- [Data rows]
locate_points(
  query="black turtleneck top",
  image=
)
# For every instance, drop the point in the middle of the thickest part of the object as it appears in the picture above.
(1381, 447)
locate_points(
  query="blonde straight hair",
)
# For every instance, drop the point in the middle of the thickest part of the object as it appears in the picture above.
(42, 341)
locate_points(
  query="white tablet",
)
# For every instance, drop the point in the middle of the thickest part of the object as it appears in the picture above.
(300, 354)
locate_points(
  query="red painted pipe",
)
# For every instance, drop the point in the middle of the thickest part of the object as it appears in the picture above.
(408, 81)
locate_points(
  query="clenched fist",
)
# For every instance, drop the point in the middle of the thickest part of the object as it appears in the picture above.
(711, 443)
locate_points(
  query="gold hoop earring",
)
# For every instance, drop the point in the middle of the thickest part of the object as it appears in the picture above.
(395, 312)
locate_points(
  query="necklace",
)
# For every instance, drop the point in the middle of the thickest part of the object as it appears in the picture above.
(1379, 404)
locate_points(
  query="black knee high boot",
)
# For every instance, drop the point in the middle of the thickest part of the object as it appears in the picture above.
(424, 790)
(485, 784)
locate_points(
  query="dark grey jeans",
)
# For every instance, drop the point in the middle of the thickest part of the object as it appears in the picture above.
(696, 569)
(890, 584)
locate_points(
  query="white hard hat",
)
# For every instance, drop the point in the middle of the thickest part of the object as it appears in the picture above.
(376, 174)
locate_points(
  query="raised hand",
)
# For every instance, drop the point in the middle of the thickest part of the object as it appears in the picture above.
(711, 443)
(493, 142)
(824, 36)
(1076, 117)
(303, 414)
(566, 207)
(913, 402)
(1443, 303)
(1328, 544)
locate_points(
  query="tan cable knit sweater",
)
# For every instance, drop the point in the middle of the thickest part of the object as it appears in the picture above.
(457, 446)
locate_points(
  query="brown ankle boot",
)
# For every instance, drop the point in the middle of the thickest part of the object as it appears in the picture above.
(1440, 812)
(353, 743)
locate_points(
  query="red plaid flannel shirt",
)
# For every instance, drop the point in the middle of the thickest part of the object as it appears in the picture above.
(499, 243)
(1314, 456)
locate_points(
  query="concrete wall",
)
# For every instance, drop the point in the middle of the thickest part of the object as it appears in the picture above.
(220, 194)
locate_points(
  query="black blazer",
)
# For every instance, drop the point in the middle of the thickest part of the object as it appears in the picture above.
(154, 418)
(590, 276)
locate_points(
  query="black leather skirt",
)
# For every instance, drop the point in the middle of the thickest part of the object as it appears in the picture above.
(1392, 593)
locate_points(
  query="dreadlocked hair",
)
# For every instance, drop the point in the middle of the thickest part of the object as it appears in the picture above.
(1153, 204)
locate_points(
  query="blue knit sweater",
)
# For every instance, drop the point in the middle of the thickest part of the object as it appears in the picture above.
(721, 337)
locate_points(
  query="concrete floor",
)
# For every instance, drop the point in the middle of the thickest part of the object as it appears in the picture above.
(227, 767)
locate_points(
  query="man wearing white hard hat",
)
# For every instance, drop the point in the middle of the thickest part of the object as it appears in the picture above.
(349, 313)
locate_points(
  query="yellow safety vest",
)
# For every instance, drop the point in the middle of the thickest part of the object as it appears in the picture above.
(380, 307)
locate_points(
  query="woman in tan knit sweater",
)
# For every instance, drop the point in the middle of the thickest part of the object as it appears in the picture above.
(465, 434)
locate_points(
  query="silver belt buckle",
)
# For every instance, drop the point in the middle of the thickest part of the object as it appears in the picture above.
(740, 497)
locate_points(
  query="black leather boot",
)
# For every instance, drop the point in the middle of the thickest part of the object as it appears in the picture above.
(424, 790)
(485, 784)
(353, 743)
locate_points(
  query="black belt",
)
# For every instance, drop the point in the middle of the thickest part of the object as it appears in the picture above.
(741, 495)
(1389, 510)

- [Written task]
Return each line of the rows above that contains the string "hard", with matching case.

- [Answer to the task]
  query="white hard hat",
  query="man wearing white hard hat",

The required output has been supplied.